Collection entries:
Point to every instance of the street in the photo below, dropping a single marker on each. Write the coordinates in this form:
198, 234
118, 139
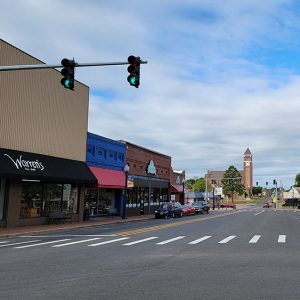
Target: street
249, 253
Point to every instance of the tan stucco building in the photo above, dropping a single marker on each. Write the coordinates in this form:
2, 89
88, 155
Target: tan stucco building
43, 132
--
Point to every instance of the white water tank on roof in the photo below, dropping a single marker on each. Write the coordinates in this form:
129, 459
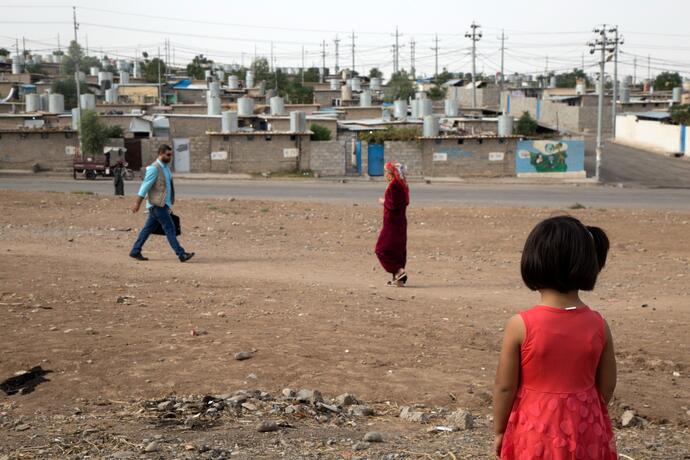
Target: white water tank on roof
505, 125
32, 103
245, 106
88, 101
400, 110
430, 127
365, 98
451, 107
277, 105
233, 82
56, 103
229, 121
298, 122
---
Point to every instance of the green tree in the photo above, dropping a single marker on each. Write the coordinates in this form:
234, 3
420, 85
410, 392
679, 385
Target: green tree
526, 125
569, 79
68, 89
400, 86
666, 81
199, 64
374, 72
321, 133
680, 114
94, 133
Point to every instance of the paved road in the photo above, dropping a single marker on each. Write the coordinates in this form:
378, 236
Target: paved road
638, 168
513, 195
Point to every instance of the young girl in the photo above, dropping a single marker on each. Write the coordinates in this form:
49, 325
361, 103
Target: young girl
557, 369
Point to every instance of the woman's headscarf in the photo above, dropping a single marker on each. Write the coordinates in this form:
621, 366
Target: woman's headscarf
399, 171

* THE REQUEST: Report each line of the records that contains the string "building", treating uppercase and lowercase letters as different.

* CORRECT RESULT:
Point to every instance of the tan stucco building in the photo above, dropping a single marker on each. Write the coordinates in this form:
Target: tan stucco building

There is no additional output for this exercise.